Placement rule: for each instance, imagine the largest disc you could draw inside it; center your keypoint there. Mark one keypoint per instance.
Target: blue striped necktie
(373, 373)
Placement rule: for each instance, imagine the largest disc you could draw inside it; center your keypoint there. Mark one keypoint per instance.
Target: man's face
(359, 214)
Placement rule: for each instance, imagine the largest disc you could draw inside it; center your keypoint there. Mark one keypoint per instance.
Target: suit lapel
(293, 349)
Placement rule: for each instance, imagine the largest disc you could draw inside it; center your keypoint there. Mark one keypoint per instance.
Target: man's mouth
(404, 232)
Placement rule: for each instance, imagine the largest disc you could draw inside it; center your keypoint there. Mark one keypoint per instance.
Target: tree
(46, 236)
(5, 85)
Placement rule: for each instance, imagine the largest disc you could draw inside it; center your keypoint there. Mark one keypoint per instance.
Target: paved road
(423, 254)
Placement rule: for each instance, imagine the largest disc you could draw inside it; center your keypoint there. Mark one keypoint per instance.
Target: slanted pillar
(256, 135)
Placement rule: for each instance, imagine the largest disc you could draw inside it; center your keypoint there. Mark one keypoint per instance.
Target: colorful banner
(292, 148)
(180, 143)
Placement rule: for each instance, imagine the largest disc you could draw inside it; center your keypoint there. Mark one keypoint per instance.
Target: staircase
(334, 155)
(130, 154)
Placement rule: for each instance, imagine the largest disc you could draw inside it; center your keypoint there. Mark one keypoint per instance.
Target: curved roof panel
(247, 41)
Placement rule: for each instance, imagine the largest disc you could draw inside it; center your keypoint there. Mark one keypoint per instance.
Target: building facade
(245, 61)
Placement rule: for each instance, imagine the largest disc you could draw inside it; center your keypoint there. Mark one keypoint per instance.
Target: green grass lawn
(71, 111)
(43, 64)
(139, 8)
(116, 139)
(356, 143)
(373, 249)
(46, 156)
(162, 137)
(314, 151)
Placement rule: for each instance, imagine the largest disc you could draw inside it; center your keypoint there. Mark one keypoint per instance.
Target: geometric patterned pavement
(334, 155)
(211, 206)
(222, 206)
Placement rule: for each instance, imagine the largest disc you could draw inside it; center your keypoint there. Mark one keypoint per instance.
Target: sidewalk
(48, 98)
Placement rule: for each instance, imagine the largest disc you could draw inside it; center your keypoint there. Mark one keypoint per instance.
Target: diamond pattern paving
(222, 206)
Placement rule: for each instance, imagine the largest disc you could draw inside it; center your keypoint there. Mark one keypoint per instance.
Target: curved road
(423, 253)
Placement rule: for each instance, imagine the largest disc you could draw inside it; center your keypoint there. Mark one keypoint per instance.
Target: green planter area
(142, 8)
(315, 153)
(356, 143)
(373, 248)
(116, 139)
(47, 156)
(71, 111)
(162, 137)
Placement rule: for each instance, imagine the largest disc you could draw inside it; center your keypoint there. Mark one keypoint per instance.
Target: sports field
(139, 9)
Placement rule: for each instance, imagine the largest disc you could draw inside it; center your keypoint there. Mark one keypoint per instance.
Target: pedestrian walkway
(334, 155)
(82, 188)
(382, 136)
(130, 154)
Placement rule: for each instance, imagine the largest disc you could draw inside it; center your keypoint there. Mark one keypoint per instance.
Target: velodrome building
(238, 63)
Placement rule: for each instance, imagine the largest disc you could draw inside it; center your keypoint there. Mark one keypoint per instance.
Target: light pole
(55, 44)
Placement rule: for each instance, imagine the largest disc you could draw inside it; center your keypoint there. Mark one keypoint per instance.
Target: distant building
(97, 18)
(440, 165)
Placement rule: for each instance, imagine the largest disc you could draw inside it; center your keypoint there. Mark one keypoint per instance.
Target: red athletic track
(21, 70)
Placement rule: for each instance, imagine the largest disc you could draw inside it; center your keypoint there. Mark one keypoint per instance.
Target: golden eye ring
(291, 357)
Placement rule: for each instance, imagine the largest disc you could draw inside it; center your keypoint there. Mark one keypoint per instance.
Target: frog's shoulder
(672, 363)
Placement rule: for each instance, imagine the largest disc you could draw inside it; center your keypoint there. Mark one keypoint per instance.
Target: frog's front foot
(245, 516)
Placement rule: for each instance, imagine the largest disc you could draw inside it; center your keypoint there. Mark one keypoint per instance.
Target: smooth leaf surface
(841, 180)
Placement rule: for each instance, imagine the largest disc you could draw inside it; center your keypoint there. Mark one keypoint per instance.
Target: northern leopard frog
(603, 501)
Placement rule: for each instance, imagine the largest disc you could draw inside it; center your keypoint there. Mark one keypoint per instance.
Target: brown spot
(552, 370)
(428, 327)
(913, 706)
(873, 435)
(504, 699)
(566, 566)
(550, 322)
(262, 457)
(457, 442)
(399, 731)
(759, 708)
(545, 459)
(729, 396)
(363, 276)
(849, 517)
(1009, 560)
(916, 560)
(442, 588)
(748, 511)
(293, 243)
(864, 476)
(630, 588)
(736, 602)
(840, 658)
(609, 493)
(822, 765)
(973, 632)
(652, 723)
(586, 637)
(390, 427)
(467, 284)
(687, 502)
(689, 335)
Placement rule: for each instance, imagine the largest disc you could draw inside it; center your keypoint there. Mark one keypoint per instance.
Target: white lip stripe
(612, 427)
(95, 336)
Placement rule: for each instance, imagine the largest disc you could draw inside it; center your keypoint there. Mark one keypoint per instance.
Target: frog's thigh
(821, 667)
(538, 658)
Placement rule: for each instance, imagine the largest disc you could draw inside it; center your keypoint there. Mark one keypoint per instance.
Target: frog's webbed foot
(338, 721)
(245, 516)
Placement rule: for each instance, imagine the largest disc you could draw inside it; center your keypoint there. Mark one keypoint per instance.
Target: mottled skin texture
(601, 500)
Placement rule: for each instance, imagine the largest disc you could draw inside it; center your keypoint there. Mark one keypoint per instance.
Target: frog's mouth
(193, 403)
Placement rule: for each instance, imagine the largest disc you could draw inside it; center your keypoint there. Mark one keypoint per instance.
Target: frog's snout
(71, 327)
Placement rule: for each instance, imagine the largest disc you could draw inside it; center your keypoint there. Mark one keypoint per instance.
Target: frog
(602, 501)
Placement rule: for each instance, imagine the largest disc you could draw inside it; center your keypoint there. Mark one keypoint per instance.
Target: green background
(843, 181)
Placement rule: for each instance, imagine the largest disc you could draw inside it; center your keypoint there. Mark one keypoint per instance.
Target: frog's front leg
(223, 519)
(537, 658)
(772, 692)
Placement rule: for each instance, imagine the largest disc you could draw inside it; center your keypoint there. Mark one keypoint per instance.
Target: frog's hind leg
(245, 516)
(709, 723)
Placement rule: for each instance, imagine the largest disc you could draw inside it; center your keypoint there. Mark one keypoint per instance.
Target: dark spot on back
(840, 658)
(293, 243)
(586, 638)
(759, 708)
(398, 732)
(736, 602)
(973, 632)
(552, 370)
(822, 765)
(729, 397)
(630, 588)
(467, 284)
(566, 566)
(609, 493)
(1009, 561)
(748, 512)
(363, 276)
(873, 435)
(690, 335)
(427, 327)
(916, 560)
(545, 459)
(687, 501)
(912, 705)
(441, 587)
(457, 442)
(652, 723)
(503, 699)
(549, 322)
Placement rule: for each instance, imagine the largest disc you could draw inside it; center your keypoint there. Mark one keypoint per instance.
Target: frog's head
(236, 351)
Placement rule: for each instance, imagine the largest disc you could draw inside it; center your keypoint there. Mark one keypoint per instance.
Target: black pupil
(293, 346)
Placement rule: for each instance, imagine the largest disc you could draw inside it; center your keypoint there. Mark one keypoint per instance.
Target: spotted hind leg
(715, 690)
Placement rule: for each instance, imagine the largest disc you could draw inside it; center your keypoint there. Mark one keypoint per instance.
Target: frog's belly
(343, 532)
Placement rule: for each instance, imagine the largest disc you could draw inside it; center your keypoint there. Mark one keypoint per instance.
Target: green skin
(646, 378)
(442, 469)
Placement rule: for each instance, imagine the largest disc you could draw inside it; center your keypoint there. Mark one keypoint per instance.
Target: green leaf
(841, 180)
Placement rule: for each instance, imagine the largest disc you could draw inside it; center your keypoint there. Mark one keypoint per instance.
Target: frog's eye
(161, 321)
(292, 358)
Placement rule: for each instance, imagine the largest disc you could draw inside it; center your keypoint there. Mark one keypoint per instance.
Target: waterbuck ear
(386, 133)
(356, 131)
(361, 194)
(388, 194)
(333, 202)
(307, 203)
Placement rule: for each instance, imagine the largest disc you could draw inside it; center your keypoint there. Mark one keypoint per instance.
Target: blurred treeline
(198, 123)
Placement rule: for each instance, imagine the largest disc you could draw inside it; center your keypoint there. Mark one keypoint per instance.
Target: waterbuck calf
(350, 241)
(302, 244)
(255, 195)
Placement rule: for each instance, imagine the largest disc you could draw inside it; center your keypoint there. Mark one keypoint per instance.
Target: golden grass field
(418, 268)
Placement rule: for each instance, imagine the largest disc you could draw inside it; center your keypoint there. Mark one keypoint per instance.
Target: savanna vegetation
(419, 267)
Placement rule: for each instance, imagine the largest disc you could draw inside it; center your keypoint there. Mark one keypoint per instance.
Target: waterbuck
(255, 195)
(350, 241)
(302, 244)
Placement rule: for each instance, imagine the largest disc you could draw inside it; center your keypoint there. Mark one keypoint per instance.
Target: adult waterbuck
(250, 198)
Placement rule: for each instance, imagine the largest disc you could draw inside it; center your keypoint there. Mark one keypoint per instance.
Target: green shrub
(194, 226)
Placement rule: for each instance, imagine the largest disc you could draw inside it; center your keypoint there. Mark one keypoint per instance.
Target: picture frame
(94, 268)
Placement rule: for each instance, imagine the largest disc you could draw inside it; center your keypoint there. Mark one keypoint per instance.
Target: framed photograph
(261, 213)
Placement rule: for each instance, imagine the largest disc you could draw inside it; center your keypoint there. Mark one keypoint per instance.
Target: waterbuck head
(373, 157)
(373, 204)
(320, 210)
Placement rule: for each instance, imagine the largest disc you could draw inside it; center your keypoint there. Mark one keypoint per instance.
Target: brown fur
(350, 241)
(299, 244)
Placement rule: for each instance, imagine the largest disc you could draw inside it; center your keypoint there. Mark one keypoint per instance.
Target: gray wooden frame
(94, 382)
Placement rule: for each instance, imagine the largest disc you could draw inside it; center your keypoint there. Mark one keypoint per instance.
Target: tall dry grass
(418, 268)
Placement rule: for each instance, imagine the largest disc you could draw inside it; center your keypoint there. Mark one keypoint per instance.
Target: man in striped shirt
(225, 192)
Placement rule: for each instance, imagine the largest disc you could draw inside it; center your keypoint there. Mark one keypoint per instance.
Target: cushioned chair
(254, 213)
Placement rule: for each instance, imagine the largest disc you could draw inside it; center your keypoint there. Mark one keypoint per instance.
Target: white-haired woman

--

WHAT TO PRODUCE:
Each line from the one with "Target: waterbuck head" through the end of the entries above is to be returned word for word. Nothing else belongs in the answer.

SOLUTION TO THE PROBLEM:
Target: waterbuck head
(373, 157)
(373, 204)
(320, 210)
Placement rule: for each instance, imagine the largest disc you could draw inside it; center your keypoint there. Mark one keypoint per instance.
Target: brown fur
(350, 241)
(299, 244)
Placement rule: for each instance, imagine the largest disc you could draw inside it; center your keypoint there. Mark one keypoint per instance.
Target: gray wooden frame
(94, 382)
Placement rule: for each instance, imagine the largest disc you could draw inside it; center your keypoint there. Mark one keypoint per instance.
Target: tall dry grass
(418, 268)
Placement rule: for each instance, imagine the largest disc you could draw inside it; center your keypoint there. Mark one keypoint per instance.
Target: man in striped shirt
(225, 192)
Placement rule: for each instance, imagine the largest disc you could draw inside it; center your keypoint there. Mark one keypoint per instance.
Target: cushioned chair
(254, 213)
Placement rule: for each instance, imagine the largest disc you could draw inside it; center your keypoint there. Mark one keypoint per instance.
Target: white-haired woman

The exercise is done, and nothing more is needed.